- _TASK_
Omit the pictures, then write out every entry exactly as it reads.

--------------------

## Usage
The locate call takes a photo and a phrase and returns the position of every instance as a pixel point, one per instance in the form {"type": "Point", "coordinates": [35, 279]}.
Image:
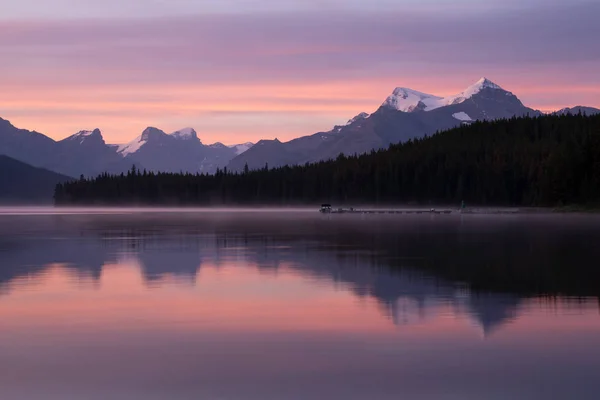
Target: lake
{"type": "Point", "coordinates": [291, 304]}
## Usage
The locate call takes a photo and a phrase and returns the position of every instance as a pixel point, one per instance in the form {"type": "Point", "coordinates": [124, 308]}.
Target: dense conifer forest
{"type": "Point", "coordinates": [542, 161]}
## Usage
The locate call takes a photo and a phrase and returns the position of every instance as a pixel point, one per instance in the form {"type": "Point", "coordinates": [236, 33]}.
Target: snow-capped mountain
{"type": "Point", "coordinates": [241, 148]}
{"type": "Point", "coordinates": [578, 109]}
{"type": "Point", "coordinates": [404, 115]}
{"type": "Point", "coordinates": [408, 100]}
{"type": "Point", "coordinates": [82, 153]}
{"type": "Point", "coordinates": [185, 134]}
{"type": "Point", "coordinates": [181, 150]}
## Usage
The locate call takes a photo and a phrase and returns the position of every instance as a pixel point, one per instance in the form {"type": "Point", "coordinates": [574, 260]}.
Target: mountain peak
{"type": "Point", "coordinates": [86, 136]}
{"type": "Point", "coordinates": [360, 116]}
{"type": "Point", "coordinates": [409, 100]}
{"type": "Point", "coordinates": [151, 133]}
{"type": "Point", "coordinates": [241, 148]}
{"type": "Point", "coordinates": [185, 134]}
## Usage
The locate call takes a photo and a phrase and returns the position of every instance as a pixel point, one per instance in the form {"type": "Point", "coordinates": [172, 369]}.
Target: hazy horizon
{"type": "Point", "coordinates": [242, 71]}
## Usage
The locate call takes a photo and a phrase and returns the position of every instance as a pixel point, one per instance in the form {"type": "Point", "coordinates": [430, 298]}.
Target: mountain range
{"type": "Point", "coordinates": [20, 182]}
{"type": "Point", "coordinates": [404, 115]}
{"type": "Point", "coordinates": [86, 152]}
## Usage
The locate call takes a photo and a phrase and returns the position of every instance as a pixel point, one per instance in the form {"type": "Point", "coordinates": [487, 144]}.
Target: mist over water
{"type": "Point", "coordinates": [292, 304]}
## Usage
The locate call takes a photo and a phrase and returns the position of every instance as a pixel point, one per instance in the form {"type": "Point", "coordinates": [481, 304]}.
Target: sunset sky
{"type": "Point", "coordinates": [242, 70]}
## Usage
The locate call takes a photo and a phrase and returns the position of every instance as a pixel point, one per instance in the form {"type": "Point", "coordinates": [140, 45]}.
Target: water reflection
{"type": "Point", "coordinates": [194, 307]}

--------------------

- _FINISHED TASK_
## Usage
The locate call takes a photo and a phrase and returns the position of every instance as a pixel point, one per instance in the form {"type": "Point", "coordinates": [35, 279]}.
Image:
Target: lake
{"type": "Point", "coordinates": [291, 304]}
## Usage
The locate call takes a photo and a phrase and returns the position of every instance as a pixel point, one per instance in the form {"type": "Point", "coordinates": [124, 308]}.
Target: dense conifer forest
{"type": "Point", "coordinates": [542, 161]}
## Usage
The locate call takes a photo and a phrase and returns the position of every instance as a pixel point, one per instance in the form {"type": "Point", "coordinates": [236, 33]}.
Target: snow-capped mountain
{"type": "Point", "coordinates": [241, 148]}
{"type": "Point", "coordinates": [578, 109]}
{"type": "Point", "coordinates": [404, 115]}
{"type": "Point", "coordinates": [408, 100]}
{"type": "Point", "coordinates": [82, 153]}
{"type": "Point", "coordinates": [185, 134]}
{"type": "Point", "coordinates": [181, 150]}
## Usage
The locate call takes a photo and a phrase and returns the position of every instance as a pixel point, one per instance in the form {"type": "Point", "coordinates": [574, 260]}.
Target: mountain peak
{"type": "Point", "coordinates": [86, 136]}
{"type": "Point", "coordinates": [360, 116]}
{"type": "Point", "coordinates": [409, 100]}
{"type": "Point", "coordinates": [151, 133]}
{"type": "Point", "coordinates": [241, 148]}
{"type": "Point", "coordinates": [185, 134]}
## Usage
The locate call takes a photo and a phrase and returns the position of every instance as a pixel point, one per instance in the form {"type": "Point", "coordinates": [172, 369]}.
Target: hazy horizon
{"type": "Point", "coordinates": [242, 71]}
## Usage
The locate call takes a photo and a phrase and returns the position of every instance as a pixel point, one per instance in the form {"type": "Point", "coordinates": [430, 298]}.
Target: mountain range
{"type": "Point", "coordinates": [20, 182]}
{"type": "Point", "coordinates": [404, 115]}
{"type": "Point", "coordinates": [86, 152]}
## Usage
The locate call takes a photo and a phrase and returns the position of every instance as a pixel point, one per instance in the form {"type": "Point", "coordinates": [487, 144]}.
Target: mist over water
{"type": "Point", "coordinates": [292, 304]}
## Usage
The locate call takes a photo and a phrase and returns the position of every instance as a pixel point, one per instance in the form {"type": "Point", "coordinates": [481, 304]}.
Target: sunset sky
{"type": "Point", "coordinates": [242, 70]}
## Usage
The locate call takes a photo and a phrase and returns the position of every instance as a pixel point, one per instance in the form {"type": "Point", "coordinates": [140, 45]}.
Target: water reflection
{"type": "Point", "coordinates": [194, 307]}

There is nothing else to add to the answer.